- [Supplied material]:
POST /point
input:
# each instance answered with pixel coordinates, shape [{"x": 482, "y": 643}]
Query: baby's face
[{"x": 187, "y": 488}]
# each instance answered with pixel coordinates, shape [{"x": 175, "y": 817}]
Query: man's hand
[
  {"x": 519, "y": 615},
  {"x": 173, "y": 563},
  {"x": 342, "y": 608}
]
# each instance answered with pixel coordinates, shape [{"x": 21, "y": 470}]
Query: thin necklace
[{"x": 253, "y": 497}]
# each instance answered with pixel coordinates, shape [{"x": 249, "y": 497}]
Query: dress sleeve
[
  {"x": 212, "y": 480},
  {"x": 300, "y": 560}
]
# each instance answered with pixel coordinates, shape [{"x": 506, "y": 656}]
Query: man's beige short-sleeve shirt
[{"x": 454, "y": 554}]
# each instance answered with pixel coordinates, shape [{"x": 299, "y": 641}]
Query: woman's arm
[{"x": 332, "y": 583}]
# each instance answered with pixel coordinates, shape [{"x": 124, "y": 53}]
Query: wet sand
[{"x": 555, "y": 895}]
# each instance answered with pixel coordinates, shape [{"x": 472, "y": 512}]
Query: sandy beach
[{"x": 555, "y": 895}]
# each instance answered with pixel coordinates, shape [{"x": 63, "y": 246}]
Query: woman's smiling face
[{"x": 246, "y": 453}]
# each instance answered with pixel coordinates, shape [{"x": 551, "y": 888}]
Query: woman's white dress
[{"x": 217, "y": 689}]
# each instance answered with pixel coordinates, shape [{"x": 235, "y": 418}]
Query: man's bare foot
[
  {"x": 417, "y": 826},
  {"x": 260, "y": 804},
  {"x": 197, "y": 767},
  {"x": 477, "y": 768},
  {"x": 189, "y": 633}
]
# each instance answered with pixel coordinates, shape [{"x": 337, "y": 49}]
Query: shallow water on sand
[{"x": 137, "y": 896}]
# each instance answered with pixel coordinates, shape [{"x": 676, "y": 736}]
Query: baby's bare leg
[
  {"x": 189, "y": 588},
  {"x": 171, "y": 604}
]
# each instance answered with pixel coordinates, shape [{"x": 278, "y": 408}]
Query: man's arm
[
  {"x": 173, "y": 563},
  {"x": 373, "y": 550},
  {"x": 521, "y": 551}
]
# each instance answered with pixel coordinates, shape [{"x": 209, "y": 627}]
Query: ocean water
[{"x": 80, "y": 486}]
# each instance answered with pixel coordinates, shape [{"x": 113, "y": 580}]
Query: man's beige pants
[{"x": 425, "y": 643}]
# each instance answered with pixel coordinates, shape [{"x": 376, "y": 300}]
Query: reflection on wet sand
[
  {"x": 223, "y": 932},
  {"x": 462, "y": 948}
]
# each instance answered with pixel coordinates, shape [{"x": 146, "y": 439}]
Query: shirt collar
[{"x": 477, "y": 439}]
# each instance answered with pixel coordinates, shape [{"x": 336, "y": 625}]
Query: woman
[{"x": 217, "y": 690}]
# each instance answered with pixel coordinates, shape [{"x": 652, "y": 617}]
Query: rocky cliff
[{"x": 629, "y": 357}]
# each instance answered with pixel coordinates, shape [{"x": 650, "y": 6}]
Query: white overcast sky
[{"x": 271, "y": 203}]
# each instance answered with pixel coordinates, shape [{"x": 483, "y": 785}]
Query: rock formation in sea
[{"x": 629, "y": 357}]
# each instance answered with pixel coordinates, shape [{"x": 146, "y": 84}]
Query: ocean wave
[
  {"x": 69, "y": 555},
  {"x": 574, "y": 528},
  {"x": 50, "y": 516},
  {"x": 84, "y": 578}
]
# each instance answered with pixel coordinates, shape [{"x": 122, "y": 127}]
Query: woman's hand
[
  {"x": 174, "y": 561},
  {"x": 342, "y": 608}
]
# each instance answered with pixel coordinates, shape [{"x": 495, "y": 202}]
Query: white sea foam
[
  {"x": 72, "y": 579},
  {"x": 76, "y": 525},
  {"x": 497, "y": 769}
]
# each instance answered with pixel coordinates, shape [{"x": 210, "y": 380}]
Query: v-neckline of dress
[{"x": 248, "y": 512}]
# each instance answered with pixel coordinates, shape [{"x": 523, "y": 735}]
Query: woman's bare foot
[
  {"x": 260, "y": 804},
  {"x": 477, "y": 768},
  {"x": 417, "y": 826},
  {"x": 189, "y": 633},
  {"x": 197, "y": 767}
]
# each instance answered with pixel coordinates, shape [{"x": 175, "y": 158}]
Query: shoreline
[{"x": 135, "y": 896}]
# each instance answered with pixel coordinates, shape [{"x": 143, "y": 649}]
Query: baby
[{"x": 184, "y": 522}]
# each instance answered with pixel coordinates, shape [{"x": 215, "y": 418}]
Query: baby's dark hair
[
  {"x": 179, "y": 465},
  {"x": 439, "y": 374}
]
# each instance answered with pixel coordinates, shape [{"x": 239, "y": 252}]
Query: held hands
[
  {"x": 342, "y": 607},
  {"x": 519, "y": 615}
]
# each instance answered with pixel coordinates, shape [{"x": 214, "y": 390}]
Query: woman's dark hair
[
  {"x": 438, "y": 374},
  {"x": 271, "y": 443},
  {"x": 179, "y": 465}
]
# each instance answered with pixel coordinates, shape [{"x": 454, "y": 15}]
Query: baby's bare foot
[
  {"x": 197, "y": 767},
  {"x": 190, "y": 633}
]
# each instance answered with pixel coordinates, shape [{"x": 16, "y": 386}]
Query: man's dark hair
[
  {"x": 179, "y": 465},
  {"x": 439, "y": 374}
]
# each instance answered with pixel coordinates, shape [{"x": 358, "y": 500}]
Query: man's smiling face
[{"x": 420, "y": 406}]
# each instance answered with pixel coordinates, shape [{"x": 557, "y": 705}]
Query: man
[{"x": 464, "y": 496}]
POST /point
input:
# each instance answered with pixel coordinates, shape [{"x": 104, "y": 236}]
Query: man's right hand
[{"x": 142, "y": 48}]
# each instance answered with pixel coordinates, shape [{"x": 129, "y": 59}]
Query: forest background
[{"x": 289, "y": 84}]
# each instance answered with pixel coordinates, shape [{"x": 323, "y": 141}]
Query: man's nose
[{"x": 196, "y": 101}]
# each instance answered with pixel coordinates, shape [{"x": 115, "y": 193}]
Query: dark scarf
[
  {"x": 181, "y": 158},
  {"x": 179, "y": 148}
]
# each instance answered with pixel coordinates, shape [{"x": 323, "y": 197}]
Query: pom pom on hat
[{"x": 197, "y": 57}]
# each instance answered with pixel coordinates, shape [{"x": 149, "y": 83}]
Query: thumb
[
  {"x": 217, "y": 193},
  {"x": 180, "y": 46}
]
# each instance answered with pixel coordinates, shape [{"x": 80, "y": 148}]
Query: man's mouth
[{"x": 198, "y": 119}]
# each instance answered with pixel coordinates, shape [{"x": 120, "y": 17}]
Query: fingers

- [Task goal]:
Repeat the material above in full, quoting it exactly.

- [Reply]:
POST /point
input:
# each instance answered with pixel coordinates, shape [{"x": 482, "y": 643}]
Query: baby's face
[{"x": 187, "y": 488}]
# each instance answered with pixel coordinates, shape [{"x": 175, "y": 817}]
Query: man's hand
[
  {"x": 519, "y": 615},
  {"x": 173, "y": 563},
  {"x": 342, "y": 608}
]
# each instance answered with pixel coordinates, shape [{"x": 21, "y": 470}]
Query: thin necklace
[{"x": 253, "y": 497}]
# each instance answered with pixel coordinates, shape [{"x": 249, "y": 497}]
Query: dress sleeve
[
  {"x": 212, "y": 480},
  {"x": 300, "y": 560}
]
# each instance answered with pixel coordinates, shape [{"x": 506, "y": 656}]
Query: man's beige short-sleeve shirt
[{"x": 454, "y": 554}]
# each instance answered with pixel coordinates, shape [{"x": 299, "y": 641}]
Query: woman's arm
[{"x": 332, "y": 583}]
# each instance answered with pixel coordinates, shape [{"x": 124, "y": 53}]
Query: wet sand
[{"x": 555, "y": 895}]
# each instance answered with pixel coordinates, shape [{"x": 472, "y": 512}]
Query: sandy beach
[{"x": 555, "y": 895}]
# each instance answered with pixel coordinates, shape [{"x": 63, "y": 246}]
Query: woman's smiling face
[{"x": 246, "y": 453}]
# each instance answered with pixel coordinates, shape [{"x": 551, "y": 888}]
Query: woman's white dress
[{"x": 217, "y": 689}]
# each instance answered with pixel coordinates, shape [{"x": 235, "y": 418}]
Query: man's bare foot
[
  {"x": 417, "y": 826},
  {"x": 260, "y": 804},
  {"x": 197, "y": 767},
  {"x": 477, "y": 768},
  {"x": 189, "y": 633}
]
# each instance answered with pixel coordinates, shape [{"x": 337, "y": 49}]
Query: shallow water on sand
[{"x": 137, "y": 896}]
# each instance answered with pixel coordinates, shape [{"x": 676, "y": 736}]
Query: baby's bare leg
[
  {"x": 189, "y": 588},
  {"x": 171, "y": 604}
]
# each instance answered with pixel coordinates, shape [{"x": 278, "y": 408}]
Query: man's arm
[
  {"x": 173, "y": 563},
  {"x": 373, "y": 550},
  {"x": 521, "y": 551}
]
# each instance answered with pixel coordinates, shape [{"x": 209, "y": 627}]
Query: ocean water
[{"x": 80, "y": 486}]
# each instance answered with pixel coordinates, shape [{"x": 113, "y": 580}]
Query: man's beige pants
[{"x": 425, "y": 643}]
# each instance answered with pixel coordinates, shape [{"x": 376, "y": 300}]
Query: reflection on wet sand
[
  {"x": 223, "y": 932},
  {"x": 462, "y": 948}
]
# each instance answered with pixel coordinates, shape [{"x": 146, "y": 439}]
Query: shirt collar
[{"x": 477, "y": 439}]
# each instance answered with pixel coordinates, shape [{"x": 336, "y": 625}]
Query: woman
[{"x": 217, "y": 690}]
# each instance answered with pixel coordinates, shape [{"x": 652, "y": 617}]
Query: rocky cliff
[{"x": 629, "y": 357}]
# each instance answered with pixel coordinates, shape [{"x": 650, "y": 6}]
Query: white overcast sky
[{"x": 271, "y": 203}]
# each instance answered with pixel coordinates, shape [{"x": 483, "y": 785}]
Query: rock formation in sea
[{"x": 629, "y": 357}]
# each instance answered with pixel coordinates, shape [{"x": 146, "y": 84}]
Query: ocean wave
[
  {"x": 69, "y": 555},
  {"x": 574, "y": 528},
  {"x": 50, "y": 516},
  {"x": 84, "y": 578}
]
# each instance answered with pixel coordinates, shape [{"x": 122, "y": 127}]
Query: woman's hand
[
  {"x": 174, "y": 561},
  {"x": 342, "y": 608}
]
# each instance answered with pixel coordinates, shape [{"x": 495, "y": 202}]
Query: white sea foam
[
  {"x": 72, "y": 579},
  {"x": 76, "y": 525},
  {"x": 497, "y": 769}
]
# each instance answered with pixel coordinates, shape [{"x": 210, "y": 380}]
Query: v-neckline of dress
[{"x": 248, "y": 512}]
# each instance answered with pixel coordinates, shape [{"x": 523, "y": 735}]
Query: woman's bare foot
[
  {"x": 260, "y": 804},
  {"x": 477, "y": 768},
  {"x": 417, "y": 826},
  {"x": 189, "y": 633},
  {"x": 197, "y": 767}
]
# each instance answered with pixel coordinates, shape [{"x": 175, "y": 158}]
Query: shoreline
[{"x": 135, "y": 896}]
# each instance answered with pixel coordinates, shape [{"x": 143, "y": 649}]
Query: baby
[{"x": 184, "y": 522}]
# each instance answered with pixel coordinates, shape [{"x": 215, "y": 418}]
Query: baby's dark hair
[
  {"x": 179, "y": 465},
  {"x": 439, "y": 374}
]
# each instance answered with pixel coordinates, shape [{"x": 239, "y": 252}]
Query: held hands
[
  {"x": 342, "y": 607},
  {"x": 519, "y": 615}
]
# each instance answered with pixel coordinates, shape [{"x": 214, "y": 390}]
Query: woman's dark hair
[
  {"x": 438, "y": 374},
  {"x": 271, "y": 443},
  {"x": 179, "y": 465}
]
# each instance answered with pixel coordinates, shape [{"x": 454, "y": 15}]
Query: baby's bare foot
[
  {"x": 197, "y": 767},
  {"x": 190, "y": 633}
]
# each instance answered with pixel coordinates, shape [{"x": 16, "y": 386}]
Query: man's dark hair
[
  {"x": 179, "y": 465},
  {"x": 439, "y": 374}
]
# each instance answered with pixel coordinates, shape [{"x": 358, "y": 500}]
Query: man's smiling face
[{"x": 420, "y": 406}]
# each instance answered with pixel coordinates, shape [{"x": 557, "y": 705}]
Query: man
[{"x": 464, "y": 496}]
POST /point
input:
# each instance answered with pixel coordinates, shape [{"x": 104, "y": 236}]
Query: man's right hand
[{"x": 142, "y": 48}]
# each instance answered with pixel coordinates, shape [{"x": 129, "y": 59}]
Query: forest background
[{"x": 289, "y": 84}]
# each instance answered with pixel coordinates, shape [{"x": 323, "y": 141}]
Query: man's nose
[{"x": 196, "y": 101}]
# each instance answered with pixel coordinates, shape [{"x": 115, "y": 193}]
Query: dark scarf
[
  {"x": 181, "y": 158},
  {"x": 179, "y": 148}
]
# each instance answered with pixel coordinates, shape [{"x": 323, "y": 197}]
Query: pom pom on hat
[{"x": 197, "y": 57}]
# each instance answered with pixel coordinates, shape [{"x": 149, "y": 83}]
Query: thumb
[
  {"x": 217, "y": 193},
  {"x": 180, "y": 46}
]
# each instance answered with pixel coordinates, shape [{"x": 80, "y": 148}]
Query: man's mouth
[{"x": 198, "y": 119}]
# each instance answered with pixel coordinates, shape [{"x": 120, "y": 17}]
Query: fingers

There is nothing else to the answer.